In the listing from its start through the line containing "pixel 17 15", switch "ferry boat" to "car ferry" and write out that stretch again with no other change.
- - -
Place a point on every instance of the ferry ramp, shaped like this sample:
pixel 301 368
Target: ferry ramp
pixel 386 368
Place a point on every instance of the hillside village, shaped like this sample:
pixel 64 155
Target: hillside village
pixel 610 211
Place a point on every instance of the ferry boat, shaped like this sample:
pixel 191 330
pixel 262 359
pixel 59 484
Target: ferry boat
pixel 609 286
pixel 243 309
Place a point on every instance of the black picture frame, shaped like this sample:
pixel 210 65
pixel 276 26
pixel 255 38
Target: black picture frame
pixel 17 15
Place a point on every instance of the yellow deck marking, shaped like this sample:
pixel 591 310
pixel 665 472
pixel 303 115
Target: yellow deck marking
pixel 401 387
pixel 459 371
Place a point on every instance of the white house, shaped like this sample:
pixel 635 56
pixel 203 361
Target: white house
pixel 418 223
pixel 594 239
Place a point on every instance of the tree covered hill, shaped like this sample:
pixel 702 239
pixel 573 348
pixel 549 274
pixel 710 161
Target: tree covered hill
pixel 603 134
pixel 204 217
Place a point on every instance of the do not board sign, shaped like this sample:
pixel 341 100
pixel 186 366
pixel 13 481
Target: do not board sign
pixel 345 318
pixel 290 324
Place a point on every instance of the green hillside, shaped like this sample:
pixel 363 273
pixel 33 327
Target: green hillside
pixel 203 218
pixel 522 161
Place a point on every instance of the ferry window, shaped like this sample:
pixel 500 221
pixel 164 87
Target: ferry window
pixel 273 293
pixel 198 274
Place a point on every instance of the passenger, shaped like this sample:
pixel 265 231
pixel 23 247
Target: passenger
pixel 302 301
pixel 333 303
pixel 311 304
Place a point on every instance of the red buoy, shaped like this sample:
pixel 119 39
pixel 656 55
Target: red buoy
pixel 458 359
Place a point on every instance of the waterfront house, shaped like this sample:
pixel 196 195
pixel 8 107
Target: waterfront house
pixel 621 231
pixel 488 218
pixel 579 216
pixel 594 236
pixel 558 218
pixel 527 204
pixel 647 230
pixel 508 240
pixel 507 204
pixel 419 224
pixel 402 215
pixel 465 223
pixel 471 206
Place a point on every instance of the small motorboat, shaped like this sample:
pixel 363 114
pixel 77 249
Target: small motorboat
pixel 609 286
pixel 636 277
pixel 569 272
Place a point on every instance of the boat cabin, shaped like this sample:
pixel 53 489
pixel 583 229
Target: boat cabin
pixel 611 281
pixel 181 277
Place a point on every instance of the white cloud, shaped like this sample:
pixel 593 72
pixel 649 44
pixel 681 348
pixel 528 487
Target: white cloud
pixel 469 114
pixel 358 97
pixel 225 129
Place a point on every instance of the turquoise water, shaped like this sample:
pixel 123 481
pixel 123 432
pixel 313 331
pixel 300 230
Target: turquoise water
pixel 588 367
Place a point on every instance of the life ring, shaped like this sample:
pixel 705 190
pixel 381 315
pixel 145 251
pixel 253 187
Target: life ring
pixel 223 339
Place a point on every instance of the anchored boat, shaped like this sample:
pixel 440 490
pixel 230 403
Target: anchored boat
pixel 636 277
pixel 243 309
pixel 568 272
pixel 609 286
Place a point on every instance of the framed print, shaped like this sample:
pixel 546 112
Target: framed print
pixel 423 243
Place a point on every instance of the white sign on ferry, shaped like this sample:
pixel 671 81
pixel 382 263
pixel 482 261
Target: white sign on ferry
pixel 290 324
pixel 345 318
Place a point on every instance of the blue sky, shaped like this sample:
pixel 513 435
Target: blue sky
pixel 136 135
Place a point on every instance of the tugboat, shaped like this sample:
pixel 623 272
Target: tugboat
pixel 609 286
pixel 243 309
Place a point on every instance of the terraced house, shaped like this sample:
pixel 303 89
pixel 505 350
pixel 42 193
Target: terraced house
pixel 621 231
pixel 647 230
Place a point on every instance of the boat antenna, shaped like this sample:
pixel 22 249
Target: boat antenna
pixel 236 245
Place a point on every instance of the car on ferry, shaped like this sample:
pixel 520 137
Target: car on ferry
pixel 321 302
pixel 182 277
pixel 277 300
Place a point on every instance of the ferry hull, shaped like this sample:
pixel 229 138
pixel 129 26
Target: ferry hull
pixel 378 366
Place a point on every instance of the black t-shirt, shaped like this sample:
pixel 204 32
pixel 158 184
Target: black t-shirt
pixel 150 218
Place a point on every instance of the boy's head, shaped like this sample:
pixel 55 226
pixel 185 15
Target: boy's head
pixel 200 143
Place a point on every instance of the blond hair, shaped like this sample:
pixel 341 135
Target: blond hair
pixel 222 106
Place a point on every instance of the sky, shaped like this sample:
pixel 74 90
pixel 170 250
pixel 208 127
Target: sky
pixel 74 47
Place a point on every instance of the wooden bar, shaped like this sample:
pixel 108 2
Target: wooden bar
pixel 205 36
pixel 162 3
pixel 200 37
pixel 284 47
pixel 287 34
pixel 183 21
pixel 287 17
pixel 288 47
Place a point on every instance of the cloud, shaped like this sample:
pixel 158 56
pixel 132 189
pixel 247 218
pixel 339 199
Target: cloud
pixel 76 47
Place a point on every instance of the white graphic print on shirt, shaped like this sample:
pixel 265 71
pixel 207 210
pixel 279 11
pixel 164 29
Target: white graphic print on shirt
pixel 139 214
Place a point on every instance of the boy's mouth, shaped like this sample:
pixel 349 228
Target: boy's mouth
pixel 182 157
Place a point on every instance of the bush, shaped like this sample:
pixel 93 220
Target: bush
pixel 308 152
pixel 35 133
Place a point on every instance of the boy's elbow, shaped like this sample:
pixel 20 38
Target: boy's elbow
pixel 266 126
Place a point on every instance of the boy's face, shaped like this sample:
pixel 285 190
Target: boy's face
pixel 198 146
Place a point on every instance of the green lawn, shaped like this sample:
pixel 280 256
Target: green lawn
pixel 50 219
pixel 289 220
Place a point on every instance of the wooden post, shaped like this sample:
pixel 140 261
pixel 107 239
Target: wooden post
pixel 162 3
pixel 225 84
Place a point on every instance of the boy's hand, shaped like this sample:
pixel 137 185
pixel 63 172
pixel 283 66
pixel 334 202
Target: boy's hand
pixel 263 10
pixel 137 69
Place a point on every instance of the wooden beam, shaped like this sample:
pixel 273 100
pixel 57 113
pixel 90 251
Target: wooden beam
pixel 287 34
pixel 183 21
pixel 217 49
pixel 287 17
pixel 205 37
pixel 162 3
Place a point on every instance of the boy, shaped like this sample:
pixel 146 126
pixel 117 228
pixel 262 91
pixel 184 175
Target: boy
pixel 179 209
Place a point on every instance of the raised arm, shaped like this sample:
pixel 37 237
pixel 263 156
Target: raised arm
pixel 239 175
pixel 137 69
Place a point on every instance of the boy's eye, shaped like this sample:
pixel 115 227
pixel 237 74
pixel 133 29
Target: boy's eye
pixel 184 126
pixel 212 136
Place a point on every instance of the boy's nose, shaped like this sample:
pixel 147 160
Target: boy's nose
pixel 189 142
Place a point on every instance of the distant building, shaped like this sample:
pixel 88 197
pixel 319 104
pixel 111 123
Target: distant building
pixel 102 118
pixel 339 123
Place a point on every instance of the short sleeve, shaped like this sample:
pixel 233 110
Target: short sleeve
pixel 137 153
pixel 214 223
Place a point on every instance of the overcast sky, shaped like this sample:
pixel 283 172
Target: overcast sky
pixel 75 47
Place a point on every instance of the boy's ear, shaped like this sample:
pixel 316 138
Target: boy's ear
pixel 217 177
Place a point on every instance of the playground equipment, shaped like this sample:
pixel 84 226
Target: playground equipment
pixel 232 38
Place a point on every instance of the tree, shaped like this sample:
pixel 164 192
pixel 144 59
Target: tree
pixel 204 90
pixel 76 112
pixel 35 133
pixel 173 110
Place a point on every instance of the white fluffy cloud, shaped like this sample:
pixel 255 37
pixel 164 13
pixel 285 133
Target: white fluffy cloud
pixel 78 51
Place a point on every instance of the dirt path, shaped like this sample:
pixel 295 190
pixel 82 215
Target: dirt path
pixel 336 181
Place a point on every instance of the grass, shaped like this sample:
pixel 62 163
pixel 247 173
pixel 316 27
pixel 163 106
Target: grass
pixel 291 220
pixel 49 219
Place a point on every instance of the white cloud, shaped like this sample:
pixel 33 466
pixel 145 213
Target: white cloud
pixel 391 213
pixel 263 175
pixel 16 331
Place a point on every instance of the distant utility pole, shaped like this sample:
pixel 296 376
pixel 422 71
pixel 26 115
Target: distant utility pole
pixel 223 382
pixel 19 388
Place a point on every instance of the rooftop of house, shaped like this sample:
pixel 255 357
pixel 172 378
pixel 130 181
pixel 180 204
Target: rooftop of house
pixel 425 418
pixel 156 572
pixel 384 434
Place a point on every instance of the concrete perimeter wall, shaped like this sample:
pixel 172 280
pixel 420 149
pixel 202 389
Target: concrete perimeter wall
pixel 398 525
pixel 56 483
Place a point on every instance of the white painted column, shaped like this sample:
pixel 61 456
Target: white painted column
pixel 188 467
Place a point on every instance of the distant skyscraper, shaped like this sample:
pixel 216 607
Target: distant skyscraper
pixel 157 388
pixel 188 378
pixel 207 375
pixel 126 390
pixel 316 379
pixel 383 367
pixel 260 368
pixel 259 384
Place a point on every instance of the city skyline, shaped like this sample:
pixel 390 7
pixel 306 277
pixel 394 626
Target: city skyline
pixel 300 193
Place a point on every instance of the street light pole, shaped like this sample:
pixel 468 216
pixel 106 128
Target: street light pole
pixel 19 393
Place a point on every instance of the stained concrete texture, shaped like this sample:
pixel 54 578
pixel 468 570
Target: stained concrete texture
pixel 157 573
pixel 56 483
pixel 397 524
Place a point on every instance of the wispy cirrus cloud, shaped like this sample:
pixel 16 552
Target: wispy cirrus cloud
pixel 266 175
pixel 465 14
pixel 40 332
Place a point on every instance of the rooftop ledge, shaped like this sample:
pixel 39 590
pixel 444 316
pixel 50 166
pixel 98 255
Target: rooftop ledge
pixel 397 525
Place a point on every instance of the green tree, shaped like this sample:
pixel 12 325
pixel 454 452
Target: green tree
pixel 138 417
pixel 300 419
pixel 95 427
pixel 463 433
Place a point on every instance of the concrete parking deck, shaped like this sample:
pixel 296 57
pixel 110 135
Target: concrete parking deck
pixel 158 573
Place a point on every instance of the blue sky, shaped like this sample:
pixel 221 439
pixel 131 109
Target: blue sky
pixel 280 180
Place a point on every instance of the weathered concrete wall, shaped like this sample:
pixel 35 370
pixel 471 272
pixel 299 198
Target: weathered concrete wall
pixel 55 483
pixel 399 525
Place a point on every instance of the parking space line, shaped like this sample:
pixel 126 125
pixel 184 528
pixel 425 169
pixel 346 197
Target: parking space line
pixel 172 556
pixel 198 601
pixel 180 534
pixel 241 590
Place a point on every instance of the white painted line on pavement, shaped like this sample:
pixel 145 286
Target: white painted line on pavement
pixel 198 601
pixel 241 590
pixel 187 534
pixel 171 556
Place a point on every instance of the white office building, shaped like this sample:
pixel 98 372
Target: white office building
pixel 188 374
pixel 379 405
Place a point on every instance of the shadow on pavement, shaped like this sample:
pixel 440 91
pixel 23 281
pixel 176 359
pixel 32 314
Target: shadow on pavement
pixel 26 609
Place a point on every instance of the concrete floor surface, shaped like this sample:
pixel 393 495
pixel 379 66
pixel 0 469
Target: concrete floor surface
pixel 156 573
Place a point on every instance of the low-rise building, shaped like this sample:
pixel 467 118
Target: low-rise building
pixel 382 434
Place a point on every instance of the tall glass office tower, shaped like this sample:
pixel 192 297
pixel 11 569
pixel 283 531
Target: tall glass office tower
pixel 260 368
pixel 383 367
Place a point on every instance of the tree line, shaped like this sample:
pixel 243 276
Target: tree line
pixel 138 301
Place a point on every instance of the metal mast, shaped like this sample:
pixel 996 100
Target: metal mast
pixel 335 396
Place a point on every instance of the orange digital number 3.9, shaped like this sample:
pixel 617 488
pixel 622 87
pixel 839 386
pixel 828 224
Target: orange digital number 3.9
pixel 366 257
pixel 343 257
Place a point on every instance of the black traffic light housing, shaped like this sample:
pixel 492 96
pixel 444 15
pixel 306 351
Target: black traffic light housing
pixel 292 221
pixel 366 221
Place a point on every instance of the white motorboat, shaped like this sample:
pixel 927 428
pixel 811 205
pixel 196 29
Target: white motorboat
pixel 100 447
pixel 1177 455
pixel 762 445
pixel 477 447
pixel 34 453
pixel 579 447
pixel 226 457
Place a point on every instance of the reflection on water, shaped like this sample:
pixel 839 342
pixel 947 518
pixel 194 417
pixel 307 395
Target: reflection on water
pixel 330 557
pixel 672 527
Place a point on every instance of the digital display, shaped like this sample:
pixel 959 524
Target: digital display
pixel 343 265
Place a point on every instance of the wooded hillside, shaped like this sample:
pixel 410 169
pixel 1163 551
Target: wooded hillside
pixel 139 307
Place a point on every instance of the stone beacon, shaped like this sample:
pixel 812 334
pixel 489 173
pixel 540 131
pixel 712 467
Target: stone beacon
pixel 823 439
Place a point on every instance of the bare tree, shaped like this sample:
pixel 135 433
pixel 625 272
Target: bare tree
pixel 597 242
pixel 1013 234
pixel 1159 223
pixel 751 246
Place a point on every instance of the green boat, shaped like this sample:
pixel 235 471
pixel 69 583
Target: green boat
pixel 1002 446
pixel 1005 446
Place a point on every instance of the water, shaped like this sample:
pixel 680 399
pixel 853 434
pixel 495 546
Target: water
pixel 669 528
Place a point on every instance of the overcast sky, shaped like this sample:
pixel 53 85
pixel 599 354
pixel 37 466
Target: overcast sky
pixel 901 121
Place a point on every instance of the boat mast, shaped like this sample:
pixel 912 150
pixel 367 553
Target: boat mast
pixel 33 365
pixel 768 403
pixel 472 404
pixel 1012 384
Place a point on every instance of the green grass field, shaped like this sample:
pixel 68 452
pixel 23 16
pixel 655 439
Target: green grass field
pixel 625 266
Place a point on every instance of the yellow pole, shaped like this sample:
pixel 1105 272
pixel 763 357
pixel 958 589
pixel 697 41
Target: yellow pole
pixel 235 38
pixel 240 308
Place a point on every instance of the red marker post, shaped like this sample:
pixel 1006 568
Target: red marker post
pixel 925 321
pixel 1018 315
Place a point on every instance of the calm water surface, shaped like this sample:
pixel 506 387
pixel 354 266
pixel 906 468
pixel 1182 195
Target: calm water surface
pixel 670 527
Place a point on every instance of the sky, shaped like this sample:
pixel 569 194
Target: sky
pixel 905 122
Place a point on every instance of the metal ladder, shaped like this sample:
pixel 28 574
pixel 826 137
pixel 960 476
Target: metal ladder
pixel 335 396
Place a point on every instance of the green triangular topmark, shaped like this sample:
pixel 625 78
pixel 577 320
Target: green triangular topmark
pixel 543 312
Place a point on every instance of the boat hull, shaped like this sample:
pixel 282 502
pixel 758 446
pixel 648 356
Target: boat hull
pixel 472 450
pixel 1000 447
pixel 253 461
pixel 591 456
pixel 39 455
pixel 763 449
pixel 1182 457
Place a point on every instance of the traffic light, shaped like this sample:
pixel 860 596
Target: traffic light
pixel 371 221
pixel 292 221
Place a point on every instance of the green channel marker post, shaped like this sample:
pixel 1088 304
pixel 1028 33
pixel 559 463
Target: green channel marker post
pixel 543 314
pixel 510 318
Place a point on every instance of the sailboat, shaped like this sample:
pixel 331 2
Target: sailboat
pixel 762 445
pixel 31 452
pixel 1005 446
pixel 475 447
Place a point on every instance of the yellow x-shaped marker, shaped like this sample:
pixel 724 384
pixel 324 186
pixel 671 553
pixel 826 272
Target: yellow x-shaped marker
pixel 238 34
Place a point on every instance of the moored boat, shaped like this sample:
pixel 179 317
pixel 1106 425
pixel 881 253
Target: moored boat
- - -
• _TASK ANSWER_
Place a point on every instance of the ferry ramp, shaped like this sample:
pixel 301 368
Target: ferry ramp
pixel 386 368
Place a point on every instance of the hillside village, shaped like this sample:
pixel 64 155
Target: hillside village
pixel 610 211
Place a point on every instance of the car ferry, shaped like this sample:
pixel 191 330
pixel 262 359
pixel 59 484
Target: car ferry
pixel 609 286
pixel 243 309
Place a point on every instance of the black picture frame, shaped like this sample:
pixel 210 65
pixel 276 26
pixel 255 38
Target: black picture frame
pixel 17 15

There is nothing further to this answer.